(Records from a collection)
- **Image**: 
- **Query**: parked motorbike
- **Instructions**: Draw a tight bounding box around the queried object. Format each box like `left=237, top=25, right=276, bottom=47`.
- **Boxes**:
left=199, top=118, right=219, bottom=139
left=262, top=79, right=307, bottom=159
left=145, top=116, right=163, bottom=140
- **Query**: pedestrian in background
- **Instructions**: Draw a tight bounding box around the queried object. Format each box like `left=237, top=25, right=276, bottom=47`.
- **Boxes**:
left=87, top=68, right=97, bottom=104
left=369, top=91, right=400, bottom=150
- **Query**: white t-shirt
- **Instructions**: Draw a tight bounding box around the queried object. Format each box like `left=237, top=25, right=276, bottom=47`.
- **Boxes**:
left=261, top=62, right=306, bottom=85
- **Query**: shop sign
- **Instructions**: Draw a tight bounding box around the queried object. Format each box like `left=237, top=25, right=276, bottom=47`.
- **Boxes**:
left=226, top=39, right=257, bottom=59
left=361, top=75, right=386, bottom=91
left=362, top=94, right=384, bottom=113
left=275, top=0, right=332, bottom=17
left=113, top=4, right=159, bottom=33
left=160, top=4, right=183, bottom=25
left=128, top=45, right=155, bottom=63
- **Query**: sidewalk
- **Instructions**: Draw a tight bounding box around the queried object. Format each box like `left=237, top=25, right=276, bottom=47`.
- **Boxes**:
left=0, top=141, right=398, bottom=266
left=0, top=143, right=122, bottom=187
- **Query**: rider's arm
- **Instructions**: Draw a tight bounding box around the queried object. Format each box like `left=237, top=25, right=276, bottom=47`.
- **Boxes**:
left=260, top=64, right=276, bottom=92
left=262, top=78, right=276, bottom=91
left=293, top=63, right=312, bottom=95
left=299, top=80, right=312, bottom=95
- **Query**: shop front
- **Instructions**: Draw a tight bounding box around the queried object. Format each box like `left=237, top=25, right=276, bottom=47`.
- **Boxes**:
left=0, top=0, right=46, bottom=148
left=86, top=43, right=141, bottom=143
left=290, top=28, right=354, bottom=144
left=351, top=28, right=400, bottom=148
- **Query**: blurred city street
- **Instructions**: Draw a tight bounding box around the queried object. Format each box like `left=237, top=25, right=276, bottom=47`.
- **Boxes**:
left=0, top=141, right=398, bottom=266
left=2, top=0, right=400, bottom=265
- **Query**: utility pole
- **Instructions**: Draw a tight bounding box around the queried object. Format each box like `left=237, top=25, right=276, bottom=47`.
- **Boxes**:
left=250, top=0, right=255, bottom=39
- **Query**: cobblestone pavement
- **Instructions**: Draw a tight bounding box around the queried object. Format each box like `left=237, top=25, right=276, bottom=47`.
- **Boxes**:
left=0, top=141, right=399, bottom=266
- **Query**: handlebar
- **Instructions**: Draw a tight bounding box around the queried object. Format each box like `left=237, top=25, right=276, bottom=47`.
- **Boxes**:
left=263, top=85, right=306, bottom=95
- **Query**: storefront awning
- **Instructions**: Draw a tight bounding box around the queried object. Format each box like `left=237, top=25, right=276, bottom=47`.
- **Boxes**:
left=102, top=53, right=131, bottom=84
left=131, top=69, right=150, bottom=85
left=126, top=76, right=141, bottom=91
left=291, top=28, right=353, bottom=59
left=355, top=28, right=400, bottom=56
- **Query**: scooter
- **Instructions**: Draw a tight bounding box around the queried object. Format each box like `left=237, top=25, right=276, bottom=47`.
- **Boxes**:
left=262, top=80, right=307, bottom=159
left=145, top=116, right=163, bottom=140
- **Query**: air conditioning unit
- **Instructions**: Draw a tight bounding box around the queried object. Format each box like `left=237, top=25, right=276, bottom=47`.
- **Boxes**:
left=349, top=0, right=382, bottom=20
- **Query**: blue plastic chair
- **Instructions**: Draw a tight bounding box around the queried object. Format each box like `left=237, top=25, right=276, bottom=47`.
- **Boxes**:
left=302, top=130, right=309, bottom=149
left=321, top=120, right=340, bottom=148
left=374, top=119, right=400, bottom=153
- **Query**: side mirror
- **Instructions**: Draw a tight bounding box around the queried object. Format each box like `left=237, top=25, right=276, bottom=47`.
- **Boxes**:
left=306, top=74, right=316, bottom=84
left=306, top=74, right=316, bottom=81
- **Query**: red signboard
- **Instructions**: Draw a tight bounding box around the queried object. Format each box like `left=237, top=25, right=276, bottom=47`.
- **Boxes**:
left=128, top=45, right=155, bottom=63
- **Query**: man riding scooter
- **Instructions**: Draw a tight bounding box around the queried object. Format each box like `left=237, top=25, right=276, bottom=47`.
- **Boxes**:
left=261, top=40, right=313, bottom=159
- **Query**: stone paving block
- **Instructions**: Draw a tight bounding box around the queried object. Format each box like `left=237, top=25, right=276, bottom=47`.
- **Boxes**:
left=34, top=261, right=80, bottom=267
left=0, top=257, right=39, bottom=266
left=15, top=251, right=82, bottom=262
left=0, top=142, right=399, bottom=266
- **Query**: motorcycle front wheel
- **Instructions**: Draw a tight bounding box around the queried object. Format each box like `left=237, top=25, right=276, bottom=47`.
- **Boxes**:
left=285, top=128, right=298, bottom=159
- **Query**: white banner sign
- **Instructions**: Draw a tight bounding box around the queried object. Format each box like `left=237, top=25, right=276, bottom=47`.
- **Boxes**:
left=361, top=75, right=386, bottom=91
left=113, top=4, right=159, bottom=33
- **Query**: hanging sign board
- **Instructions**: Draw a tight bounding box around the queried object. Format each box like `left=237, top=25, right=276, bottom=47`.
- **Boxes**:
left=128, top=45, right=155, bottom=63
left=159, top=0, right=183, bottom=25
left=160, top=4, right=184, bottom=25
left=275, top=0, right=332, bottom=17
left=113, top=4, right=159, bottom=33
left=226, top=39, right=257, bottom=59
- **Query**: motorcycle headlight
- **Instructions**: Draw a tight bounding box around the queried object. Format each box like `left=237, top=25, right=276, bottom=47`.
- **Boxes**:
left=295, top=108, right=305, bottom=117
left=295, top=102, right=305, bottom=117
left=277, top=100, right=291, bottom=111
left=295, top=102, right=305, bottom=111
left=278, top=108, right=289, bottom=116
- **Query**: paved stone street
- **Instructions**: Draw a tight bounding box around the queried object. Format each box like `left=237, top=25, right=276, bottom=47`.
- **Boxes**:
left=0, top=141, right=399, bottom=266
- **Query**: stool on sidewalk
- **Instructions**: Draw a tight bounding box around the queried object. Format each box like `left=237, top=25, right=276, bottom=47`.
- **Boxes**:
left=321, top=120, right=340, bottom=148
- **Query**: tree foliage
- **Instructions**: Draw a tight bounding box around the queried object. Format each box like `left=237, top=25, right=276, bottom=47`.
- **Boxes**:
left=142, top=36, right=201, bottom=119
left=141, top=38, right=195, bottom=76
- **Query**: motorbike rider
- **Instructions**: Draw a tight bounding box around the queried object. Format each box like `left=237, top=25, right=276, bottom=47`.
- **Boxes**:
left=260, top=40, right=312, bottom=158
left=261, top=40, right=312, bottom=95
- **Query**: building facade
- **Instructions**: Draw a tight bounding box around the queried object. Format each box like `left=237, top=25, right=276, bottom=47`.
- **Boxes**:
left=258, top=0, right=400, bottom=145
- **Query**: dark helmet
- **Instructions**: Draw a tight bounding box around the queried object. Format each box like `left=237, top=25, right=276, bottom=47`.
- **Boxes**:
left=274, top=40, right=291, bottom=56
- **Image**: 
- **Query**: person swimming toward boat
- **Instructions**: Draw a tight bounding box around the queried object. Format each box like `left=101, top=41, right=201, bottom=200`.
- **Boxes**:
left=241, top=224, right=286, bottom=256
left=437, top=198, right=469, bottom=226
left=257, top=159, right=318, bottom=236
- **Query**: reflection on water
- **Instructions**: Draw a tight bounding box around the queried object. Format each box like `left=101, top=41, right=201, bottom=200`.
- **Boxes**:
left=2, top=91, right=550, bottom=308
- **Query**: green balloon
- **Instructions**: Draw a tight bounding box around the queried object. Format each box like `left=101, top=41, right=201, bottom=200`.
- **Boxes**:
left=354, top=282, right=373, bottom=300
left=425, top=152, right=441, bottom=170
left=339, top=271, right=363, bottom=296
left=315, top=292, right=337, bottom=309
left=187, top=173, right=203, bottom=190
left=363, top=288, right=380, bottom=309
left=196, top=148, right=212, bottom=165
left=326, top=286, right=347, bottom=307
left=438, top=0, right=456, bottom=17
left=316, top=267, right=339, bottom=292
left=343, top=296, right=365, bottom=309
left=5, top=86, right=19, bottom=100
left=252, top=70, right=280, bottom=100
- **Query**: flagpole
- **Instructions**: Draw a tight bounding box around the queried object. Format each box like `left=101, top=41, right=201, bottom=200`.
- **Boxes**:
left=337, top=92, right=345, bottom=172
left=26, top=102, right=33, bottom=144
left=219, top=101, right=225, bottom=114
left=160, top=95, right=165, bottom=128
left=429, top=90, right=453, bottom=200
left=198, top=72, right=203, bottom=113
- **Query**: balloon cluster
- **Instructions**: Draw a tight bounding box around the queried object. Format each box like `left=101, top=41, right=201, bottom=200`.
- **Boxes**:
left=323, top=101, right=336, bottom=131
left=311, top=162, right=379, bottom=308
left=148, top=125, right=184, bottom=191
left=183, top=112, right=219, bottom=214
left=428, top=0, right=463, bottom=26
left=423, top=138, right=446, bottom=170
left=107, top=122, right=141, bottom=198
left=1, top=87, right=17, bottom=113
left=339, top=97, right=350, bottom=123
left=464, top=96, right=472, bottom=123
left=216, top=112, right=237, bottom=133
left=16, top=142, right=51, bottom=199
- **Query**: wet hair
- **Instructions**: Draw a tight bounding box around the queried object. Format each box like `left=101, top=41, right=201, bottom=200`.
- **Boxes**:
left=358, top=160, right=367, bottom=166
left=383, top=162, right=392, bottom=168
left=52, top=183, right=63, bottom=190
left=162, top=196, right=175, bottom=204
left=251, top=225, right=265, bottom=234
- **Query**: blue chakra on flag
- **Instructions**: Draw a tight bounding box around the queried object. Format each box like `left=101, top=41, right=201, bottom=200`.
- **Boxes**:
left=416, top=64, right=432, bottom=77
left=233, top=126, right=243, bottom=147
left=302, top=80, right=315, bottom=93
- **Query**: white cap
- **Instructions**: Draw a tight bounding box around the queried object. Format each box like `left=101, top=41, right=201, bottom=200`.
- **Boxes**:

§ **WHAT NEEDS TO BE DONE**: Reply with the count alone: how many lines of the records contain the string "sidewalk"?

§ **RESPONSE TO THE EXERCISE**: 2